- [Task brief] Rescale everything from the line containing "[indicate] the floodwater" down to the end of the records, both ends included. Write out those lines again with the requests unchanged and every coordinate in the answers multiplied by 1.2 and rounded to a whole number, with halves rounded up.

- [Data shown]
-- BEGIN --
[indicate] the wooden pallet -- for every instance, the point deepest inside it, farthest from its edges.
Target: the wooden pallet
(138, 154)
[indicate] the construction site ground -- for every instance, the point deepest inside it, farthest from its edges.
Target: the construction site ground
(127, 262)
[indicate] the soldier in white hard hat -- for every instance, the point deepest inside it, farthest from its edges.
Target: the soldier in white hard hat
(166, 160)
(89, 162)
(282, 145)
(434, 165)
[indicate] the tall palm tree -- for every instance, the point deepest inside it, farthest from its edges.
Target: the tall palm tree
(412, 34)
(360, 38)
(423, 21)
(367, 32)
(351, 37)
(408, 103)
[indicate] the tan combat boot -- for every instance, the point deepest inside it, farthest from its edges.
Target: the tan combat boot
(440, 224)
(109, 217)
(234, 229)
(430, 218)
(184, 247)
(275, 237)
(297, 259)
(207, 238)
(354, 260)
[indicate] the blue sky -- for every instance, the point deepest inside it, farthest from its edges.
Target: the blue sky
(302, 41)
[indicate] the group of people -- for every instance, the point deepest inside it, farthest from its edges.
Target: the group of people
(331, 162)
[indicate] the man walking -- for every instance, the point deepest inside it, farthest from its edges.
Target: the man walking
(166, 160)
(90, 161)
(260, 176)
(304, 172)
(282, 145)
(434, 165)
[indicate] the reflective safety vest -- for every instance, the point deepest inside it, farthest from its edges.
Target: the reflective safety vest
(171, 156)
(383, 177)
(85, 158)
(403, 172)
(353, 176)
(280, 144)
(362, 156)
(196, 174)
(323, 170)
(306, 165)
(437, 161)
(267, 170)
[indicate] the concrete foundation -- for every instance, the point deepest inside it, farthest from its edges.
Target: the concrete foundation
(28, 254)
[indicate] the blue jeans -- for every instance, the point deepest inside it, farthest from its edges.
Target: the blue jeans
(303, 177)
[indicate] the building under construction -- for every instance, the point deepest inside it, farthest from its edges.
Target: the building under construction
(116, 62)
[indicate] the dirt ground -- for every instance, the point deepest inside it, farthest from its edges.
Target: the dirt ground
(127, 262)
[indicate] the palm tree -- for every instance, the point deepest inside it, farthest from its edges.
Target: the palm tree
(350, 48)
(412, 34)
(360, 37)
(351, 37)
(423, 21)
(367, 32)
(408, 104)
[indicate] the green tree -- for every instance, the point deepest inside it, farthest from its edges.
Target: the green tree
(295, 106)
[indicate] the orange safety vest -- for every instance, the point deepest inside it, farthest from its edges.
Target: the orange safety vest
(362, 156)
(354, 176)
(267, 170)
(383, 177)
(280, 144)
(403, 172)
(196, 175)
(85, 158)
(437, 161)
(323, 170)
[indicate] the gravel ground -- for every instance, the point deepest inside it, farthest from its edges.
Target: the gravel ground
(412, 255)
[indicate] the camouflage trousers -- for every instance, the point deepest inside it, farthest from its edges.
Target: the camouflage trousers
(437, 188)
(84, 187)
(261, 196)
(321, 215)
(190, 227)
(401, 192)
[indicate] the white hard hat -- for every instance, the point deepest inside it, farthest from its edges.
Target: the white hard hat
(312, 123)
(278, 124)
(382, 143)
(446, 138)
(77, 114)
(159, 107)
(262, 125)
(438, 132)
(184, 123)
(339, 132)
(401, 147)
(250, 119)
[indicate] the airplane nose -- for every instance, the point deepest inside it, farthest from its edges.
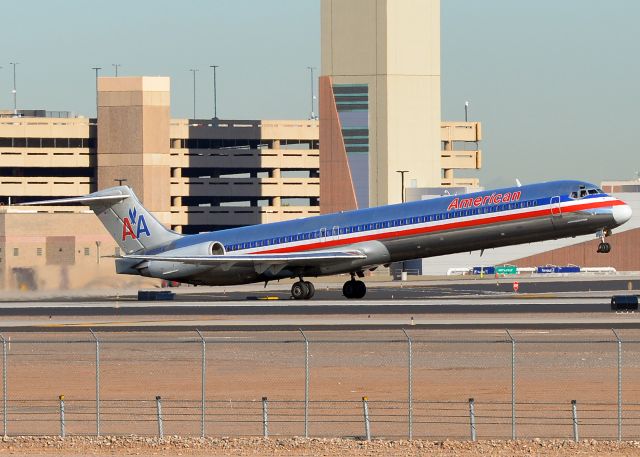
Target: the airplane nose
(621, 214)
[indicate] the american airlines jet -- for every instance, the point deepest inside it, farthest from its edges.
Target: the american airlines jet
(354, 241)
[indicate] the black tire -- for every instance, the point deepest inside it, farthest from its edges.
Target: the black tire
(299, 290)
(312, 290)
(360, 289)
(347, 289)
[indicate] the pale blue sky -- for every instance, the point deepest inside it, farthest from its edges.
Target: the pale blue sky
(555, 83)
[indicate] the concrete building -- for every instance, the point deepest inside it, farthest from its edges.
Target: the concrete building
(195, 175)
(380, 104)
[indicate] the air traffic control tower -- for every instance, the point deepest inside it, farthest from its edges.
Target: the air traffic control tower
(380, 104)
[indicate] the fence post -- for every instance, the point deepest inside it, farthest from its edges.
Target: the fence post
(367, 424)
(410, 383)
(306, 384)
(95, 337)
(472, 419)
(159, 414)
(574, 417)
(4, 384)
(265, 418)
(513, 385)
(619, 384)
(62, 432)
(203, 382)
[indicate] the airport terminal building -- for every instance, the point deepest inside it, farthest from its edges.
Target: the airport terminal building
(194, 174)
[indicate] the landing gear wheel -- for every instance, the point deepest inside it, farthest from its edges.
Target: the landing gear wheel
(354, 289)
(299, 290)
(360, 290)
(312, 290)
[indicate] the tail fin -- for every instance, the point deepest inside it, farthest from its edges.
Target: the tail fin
(129, 223)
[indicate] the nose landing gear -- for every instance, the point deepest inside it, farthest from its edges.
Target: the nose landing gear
(354, 288)
(603, 247)
(302, 290)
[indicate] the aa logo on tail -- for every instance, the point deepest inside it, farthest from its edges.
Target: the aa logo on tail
(134, 221)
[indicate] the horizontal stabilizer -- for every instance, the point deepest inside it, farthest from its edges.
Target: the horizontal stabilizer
(82, 200)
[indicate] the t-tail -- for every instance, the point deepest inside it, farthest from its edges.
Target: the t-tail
(133, 227)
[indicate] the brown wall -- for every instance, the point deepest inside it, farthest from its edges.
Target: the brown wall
(624, 255)
(57, 251)
(336, 186)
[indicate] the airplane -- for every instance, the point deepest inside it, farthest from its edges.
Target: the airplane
(352, 241)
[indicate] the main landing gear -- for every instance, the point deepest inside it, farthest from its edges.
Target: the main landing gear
(302, 290)
(604, 247)
(354, 288)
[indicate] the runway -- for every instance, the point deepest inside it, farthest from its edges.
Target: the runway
(547, 303)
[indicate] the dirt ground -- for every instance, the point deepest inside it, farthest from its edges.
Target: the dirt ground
(174, 446)
(448, 368)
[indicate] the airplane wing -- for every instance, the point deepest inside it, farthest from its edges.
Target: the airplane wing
(294, 259)
(260, 262)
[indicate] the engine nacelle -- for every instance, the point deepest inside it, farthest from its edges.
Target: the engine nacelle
(177, 270)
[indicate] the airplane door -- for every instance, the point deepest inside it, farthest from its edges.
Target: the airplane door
(556, 211)
(335, 232)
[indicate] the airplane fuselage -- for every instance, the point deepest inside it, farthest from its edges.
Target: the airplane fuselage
(393, 233)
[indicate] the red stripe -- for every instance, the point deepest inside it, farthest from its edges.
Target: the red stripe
(440, 228)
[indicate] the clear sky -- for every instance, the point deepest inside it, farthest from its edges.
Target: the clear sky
(555, 83)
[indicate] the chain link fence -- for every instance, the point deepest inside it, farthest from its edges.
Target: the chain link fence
(393, 384)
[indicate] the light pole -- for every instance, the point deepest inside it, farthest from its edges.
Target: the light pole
(215, 92)
(402, 172)
(97, 70)
(193, 70)
(14, 91)
(312, 96)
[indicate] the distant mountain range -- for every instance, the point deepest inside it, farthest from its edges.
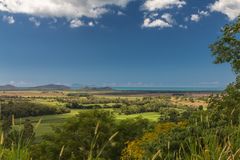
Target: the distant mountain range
(43, 87)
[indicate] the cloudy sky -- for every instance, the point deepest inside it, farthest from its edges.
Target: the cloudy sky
(113, 42)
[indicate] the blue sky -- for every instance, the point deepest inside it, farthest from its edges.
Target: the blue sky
(113, 42)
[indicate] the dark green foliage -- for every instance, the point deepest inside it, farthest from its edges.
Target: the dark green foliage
(27, 109)
(227, 47)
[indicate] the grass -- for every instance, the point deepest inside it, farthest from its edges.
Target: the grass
(48, 121)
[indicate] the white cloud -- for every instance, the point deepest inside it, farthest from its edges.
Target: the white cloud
(152, 5)
(195, 17)
(165, 21)
(60, 8)
(231, 8)
(168, 18)
(35, 21)
(203, 13)
(157, 23)
(120, 13)
(9, 19)
(183, 26)
(91, 24)
(75, 23)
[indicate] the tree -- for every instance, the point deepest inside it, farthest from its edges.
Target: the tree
(227, 48)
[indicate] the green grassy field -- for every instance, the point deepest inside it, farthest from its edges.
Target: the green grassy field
(48, 121)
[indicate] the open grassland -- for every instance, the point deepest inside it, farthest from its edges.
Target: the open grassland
(49, 121)
(62, 98)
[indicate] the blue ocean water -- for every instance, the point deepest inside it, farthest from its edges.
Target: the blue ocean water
(165, 89)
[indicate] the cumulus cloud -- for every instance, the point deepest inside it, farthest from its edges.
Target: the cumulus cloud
(231, 8)
(168, 18)
(9, 19)
(152, 5)
(148, 23)
(183, 26)
(60, 8)
(75, 23)
(35, 21)
(195, 17)
(165, 21)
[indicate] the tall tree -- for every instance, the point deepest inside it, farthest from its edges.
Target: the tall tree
(227, 48)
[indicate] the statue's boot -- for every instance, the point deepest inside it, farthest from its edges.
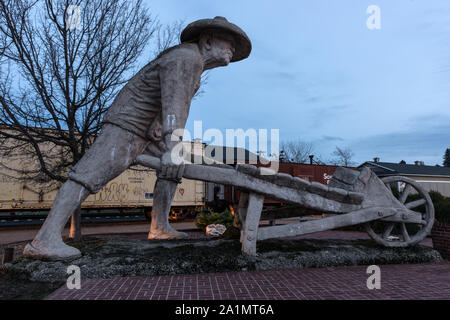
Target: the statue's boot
(48, 242)
(163, 197)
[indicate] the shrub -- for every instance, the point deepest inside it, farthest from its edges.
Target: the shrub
(441, 206)
(205, 217)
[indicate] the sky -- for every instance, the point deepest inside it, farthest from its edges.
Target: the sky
(318, 74)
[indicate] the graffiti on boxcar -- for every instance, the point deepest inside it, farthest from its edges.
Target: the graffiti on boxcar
(113, 192)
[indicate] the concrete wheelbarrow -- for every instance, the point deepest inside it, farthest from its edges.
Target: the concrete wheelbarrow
(351, 197)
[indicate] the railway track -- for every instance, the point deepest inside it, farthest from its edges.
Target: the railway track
(18, 220)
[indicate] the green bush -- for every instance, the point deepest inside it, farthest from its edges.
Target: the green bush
(441, 206)
(205, 217)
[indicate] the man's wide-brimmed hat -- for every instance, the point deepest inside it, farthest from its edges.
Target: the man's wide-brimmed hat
(242, 42)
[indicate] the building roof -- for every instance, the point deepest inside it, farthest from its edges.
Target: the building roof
(232, 155)
(388, 168)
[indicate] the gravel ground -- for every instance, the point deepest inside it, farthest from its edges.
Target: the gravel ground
(116, 256)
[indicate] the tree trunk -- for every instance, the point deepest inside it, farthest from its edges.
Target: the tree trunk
(75, 225)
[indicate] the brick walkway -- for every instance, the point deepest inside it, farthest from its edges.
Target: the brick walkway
(420, 281)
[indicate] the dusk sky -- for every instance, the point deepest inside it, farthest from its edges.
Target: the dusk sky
(318, 74)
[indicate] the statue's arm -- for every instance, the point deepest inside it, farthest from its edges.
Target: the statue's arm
(178, 78)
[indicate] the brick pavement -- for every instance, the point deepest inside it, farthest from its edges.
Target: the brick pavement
(414, 281)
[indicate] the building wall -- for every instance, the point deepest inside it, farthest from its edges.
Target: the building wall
(440, 184)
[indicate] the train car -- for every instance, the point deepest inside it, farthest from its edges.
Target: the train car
(226, 195)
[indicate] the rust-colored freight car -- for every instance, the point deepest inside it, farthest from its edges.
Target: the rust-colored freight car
(310, 172)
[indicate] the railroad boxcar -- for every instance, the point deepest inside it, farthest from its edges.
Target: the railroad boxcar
(130, 190)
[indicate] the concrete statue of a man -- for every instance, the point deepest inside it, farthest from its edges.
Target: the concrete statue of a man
(144, 118)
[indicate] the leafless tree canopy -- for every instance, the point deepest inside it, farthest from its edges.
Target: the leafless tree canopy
(59, 71)
(342, 157)
(296, 151)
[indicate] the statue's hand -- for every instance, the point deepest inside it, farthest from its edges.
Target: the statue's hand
(170, 170)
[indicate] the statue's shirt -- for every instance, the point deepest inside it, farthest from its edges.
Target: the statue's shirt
(173, 77)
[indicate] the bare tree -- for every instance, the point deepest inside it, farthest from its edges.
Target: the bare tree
(342, 157)
(65, 62)
(296, 151)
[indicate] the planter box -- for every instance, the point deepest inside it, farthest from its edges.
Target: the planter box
(441, 238)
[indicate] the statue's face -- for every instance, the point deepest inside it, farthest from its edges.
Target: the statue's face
(222, 49)
(219, 49)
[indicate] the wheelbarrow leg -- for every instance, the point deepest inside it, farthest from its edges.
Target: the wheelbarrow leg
(251, 222)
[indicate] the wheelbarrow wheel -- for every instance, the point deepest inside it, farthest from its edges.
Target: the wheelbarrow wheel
(400, 234)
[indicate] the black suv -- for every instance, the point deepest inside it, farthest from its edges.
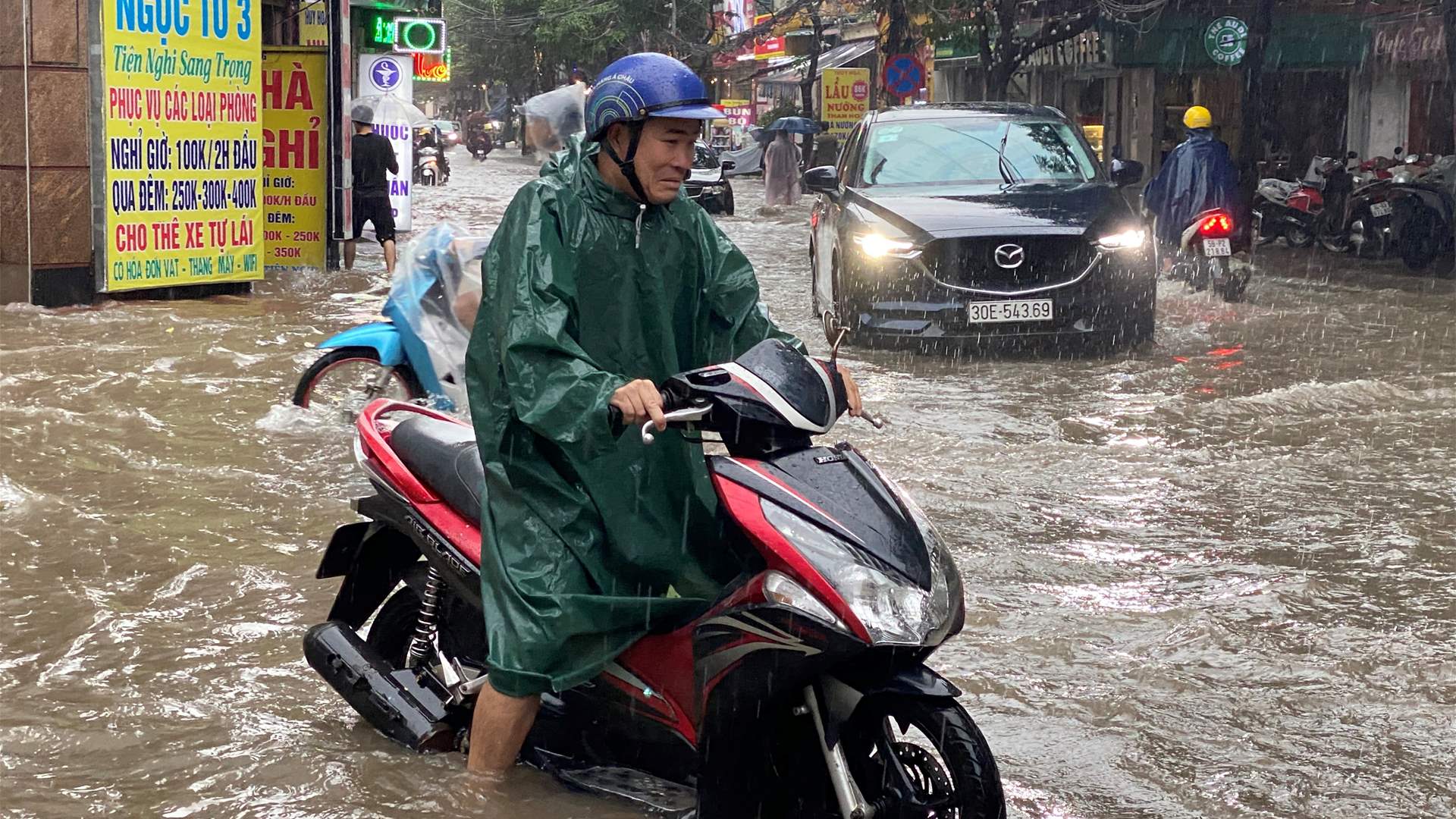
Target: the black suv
(979, 222)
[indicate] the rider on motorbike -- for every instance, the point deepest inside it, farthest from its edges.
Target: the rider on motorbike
(1197, 175)
(603, 281)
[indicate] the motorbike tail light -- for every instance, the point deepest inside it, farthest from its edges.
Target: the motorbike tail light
(1216, 226)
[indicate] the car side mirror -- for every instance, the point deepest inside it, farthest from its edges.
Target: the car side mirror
(1128, 172)
(823, 180)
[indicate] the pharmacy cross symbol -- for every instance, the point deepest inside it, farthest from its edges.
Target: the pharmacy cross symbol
(384, 74)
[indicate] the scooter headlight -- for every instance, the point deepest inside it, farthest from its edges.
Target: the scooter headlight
(892, 610)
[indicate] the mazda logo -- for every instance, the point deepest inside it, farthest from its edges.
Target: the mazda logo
(1009, 257)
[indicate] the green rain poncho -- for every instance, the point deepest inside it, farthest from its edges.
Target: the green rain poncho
(590, 538)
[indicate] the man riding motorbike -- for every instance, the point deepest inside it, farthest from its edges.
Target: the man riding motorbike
(603, 281)
(1197, 175)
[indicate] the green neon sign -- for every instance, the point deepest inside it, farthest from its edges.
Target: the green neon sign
(419, 36)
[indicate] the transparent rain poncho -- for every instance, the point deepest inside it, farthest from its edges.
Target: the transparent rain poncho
(433, 300)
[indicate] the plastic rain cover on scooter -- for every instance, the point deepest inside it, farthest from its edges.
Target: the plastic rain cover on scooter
(433, 299)
(555, 115)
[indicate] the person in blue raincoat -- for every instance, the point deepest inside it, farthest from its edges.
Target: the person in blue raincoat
(1196, 177)
(601, 281)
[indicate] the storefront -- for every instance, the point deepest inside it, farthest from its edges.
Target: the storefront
(1402, 95)
(1305, 107)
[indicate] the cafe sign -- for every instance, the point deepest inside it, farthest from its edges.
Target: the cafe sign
(1226, 41)
(1410, 41)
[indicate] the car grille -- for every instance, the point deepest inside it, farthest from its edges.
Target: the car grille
(971, 262)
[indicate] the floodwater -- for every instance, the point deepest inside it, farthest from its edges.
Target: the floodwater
(1215, 577)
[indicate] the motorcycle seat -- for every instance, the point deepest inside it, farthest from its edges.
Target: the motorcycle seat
(444, 458)
(1279, 190)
-- END --
- [Output for this task]
[indicate] the floodwater -- for every instance, the point deepest inside it, farthest from its edges.
Target: the floodwater
(1458, 692)
[indicate] the motorcycle seat -- for every instance, the point deepest inside it, farthest from its edges.
Target: the motorcycle seat
(533, 550)
(1535, 228)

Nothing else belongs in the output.